* _What to produce_
Output every record again so that it matches the original word for word.

* _Supplied material_
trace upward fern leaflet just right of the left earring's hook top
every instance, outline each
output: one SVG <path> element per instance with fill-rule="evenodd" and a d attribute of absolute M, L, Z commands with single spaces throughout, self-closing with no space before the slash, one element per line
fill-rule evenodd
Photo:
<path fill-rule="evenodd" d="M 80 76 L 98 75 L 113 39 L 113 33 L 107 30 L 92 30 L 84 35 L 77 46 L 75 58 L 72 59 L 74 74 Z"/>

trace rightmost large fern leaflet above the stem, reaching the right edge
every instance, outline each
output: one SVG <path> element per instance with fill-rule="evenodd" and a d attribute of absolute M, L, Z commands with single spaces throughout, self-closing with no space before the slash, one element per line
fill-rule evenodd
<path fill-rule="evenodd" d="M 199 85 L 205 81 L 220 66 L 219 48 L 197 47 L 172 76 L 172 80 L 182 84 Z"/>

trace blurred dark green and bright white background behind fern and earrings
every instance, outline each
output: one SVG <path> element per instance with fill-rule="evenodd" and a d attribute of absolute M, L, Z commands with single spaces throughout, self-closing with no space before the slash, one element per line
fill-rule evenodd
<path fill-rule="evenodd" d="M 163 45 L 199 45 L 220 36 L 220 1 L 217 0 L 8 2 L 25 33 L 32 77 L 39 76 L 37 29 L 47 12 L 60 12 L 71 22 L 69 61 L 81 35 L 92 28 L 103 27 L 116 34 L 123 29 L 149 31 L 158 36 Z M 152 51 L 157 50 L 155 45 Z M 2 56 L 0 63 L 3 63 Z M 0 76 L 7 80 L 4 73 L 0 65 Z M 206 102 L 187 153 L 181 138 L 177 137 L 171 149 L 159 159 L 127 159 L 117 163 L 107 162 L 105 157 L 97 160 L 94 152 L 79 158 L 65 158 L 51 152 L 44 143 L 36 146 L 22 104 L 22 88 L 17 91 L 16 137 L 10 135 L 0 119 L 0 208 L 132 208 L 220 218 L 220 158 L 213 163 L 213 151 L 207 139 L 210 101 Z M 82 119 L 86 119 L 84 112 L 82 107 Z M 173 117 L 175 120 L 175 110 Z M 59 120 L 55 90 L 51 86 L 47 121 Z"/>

* _Written solution_
trace upward fern leaflet just right of the left earring's hook top
every instance, outline each
output: one SVG <path> element per instance with fill-rule="evenodd" and a d attribute of absolute M, L, Z commands with single spaces throughout, self-closing with no space before the slash, one element per line
fill-rule evenodd
Photo:
<path fill-rule="evenodd" d="M 80 76 L 98 75 L 113 39 L 113 33 L 107 30 L 92 30 L 84 35 L 77 46 L 75 58 L 72 59 L 74 74 Z"/>

trace rightmost large fern leaflet above the stem, reaching the right edge
every instance, outline each
output: one SVG <path> element per instance with fill-rule="evenodd" and a d attribute of absolute M, L, Z commands with single spaces throughout, self-closing with no space before the slash, one element per line
fill-rule evenodd
<path fill-rule="evenodd" d="M 199 85 L 205 81 L 220 66 L 219 48 L 197 47 L 172 76 L 172 80 L 182 84 Z"/>

trace blurred dark green and bright white background behind fern and earrings
every instance, outline each
output: one SVG <path> element per instance with fill-rule="evenodd" and a d attribute of absolute M, L, Z commands with single spaces throughout, self-closing with no space before the slash, one element per line
fill-rule evenodd
<path fill-rule="evenodd" d="M 163 45 L 199 45 L 220 36 L 220 1 L 217 0 L 8 2 L 25 33 L 32 77 L 39 76 L 37 29 L 47 12 L 60 12 L 71 22 L 69 61 L 81 35 L 92 28 L 103 27 L 116 34 L 123 29 L 149 31 L 158 36 Z M 152 51 L 157 50 L 155 45 Z M 2 56 L 0 63 L 3 63 Z M 0 76 L 7 80 L 4 73 L 0 65 Z M 206 102 L 187 153 L 181 138 L 177 137 L 171 149 L 159 159 L 127 159 L 117 163 L 107 162 L 105 157 L 97 160 L 94 152 L 79 158 L 65 158 L 51 152 L 44 143 L 36 146 L 22 104 L 22 88 L 17 91 L 16 137 L 10 135 L 0 119 L 0 208 L 132 208 L 220 218 L 220 158 L 213 163 L 213 151 L 207 139 L 210 101 Z M 82 119 L 86 119 L 84 112 L 82 107 Z M 173 117 L 175 120 L 175 110 Z M 59 120 L 55 90 L 51 86 L 47 121 Z"/>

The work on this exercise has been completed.